Referring expression data
BEGIN

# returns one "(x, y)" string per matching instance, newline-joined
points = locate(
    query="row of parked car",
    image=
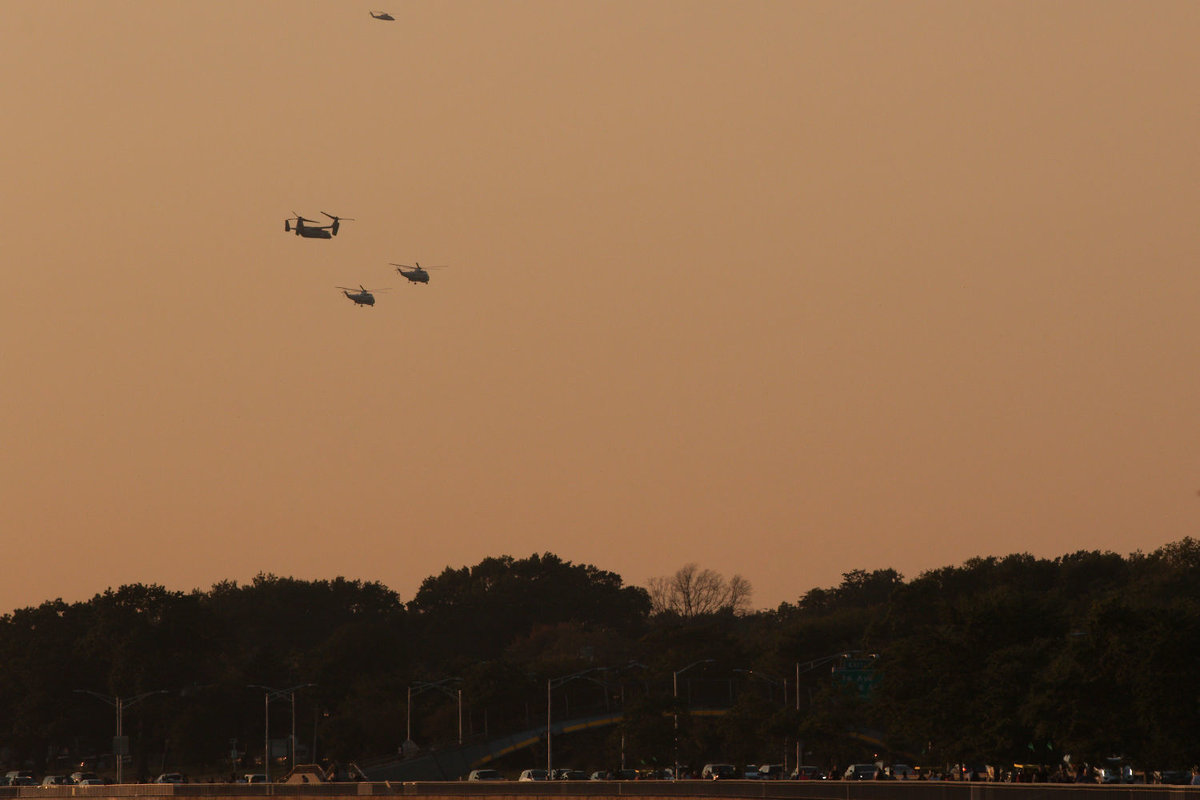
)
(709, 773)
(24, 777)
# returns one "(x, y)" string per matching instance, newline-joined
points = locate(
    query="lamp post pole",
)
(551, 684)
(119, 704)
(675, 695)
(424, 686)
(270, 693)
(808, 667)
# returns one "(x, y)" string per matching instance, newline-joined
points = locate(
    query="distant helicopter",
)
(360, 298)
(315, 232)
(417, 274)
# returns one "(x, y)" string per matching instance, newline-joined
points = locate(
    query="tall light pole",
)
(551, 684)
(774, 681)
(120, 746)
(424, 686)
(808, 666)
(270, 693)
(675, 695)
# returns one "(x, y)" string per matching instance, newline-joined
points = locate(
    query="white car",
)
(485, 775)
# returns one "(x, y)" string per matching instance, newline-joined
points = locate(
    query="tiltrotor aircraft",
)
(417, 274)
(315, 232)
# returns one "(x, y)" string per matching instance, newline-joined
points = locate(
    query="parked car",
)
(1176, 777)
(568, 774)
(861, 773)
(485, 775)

END
BEGIN

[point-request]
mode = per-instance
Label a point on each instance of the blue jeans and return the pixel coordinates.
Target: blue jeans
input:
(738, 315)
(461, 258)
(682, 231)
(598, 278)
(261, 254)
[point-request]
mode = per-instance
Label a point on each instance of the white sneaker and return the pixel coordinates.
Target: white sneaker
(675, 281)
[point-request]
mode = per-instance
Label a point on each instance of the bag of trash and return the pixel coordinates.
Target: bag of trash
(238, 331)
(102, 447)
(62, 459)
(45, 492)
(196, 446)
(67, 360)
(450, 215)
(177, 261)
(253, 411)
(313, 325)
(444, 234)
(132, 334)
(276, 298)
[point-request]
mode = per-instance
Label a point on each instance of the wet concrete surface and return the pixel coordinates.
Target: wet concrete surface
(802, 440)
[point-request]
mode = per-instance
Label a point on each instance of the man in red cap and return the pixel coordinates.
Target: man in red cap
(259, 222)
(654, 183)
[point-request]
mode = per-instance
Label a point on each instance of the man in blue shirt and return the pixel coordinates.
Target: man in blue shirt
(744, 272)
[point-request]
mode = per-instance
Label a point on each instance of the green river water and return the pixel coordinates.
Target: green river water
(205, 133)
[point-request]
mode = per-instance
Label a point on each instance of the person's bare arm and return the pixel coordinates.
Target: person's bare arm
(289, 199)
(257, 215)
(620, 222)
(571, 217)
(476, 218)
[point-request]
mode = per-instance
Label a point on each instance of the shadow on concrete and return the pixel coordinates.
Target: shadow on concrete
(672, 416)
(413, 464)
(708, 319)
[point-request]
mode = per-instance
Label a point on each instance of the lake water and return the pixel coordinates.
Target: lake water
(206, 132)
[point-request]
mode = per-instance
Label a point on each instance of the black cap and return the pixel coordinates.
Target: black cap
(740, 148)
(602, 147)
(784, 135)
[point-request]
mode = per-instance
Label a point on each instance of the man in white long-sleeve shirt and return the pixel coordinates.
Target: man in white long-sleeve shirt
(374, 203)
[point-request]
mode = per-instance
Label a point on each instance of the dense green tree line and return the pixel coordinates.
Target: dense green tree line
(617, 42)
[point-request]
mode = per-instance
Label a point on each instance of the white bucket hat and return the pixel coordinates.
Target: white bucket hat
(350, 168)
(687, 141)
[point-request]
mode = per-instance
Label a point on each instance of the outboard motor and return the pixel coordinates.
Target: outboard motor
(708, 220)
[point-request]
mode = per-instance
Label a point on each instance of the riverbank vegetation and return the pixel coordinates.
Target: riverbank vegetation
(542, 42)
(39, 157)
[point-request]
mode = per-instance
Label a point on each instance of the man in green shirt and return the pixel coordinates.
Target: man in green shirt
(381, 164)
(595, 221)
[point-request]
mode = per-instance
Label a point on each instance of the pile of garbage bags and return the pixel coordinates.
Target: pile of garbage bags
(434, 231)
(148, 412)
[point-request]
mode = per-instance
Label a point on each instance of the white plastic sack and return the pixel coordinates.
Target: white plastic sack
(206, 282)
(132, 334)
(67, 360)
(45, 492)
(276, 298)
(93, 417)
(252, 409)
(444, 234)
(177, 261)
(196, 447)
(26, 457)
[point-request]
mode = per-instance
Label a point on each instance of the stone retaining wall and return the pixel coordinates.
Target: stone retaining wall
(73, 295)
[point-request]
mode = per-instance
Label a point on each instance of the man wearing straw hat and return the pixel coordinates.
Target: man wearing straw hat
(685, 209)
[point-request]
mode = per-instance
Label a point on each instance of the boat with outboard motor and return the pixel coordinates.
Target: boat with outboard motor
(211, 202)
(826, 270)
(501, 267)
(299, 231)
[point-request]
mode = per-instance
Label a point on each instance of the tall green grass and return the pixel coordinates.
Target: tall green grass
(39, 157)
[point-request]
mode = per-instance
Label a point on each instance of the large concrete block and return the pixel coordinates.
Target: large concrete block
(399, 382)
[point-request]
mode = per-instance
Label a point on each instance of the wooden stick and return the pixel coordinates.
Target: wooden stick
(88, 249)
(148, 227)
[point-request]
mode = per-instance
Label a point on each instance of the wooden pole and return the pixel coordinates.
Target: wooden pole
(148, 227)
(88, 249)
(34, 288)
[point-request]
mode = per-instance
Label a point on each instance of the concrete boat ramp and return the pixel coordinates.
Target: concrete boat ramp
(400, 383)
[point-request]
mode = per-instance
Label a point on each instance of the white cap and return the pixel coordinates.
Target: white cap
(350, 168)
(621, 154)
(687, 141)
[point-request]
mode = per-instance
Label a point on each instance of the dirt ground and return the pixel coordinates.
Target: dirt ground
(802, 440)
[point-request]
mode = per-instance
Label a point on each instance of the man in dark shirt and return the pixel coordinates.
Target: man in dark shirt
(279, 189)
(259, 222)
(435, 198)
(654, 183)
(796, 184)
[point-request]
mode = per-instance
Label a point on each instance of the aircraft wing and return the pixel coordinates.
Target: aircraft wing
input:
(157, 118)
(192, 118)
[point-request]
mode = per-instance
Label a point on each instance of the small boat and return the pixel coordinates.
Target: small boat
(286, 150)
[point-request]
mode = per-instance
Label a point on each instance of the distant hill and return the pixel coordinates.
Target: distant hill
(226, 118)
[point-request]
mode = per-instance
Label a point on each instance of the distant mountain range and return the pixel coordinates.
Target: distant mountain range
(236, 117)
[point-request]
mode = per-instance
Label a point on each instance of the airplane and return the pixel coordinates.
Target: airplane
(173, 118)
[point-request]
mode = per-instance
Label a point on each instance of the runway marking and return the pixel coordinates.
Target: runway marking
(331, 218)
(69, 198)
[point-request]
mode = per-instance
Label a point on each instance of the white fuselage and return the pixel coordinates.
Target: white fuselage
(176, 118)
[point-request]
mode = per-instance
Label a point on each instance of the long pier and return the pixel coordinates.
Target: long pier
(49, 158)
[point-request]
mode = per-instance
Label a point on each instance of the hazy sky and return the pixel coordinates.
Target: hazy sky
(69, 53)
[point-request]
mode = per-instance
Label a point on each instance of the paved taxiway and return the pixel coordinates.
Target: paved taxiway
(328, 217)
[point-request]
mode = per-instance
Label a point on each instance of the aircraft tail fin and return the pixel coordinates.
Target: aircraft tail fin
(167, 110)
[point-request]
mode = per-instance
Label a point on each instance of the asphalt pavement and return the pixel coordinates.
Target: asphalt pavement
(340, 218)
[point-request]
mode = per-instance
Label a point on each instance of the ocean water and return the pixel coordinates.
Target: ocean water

END

Brief:
All that is needed is the exact run of lines above from the line containing "Label a point on each instance of the runway" through the line containing "Label a point on each instance of the paved", both of them included.

Reply:
Label a point on each instance of the runway marking and return the pixel coordinates.
Target: runway marking
(331, 218)
(69, 198)
[point-request]
mode = per-instance
Label a point on each instance of the white fuselage and return the pixel coordinates.
Target: white fuselage
(176, 118)
[point-request]
mode = per-instance
Label a point on each instance of the long pier and return the pixel coordinates.
Target: long pier
(49, 158)
[point-request]
mode = per-instance
Label a point on each instance of the hazy sky and return the pixel coordinates.
Target: hazy sky
(69, 53)
[point-request]
mode = per-instance
Label a point on each instance of the paved taxiway and return the pixel coordinates.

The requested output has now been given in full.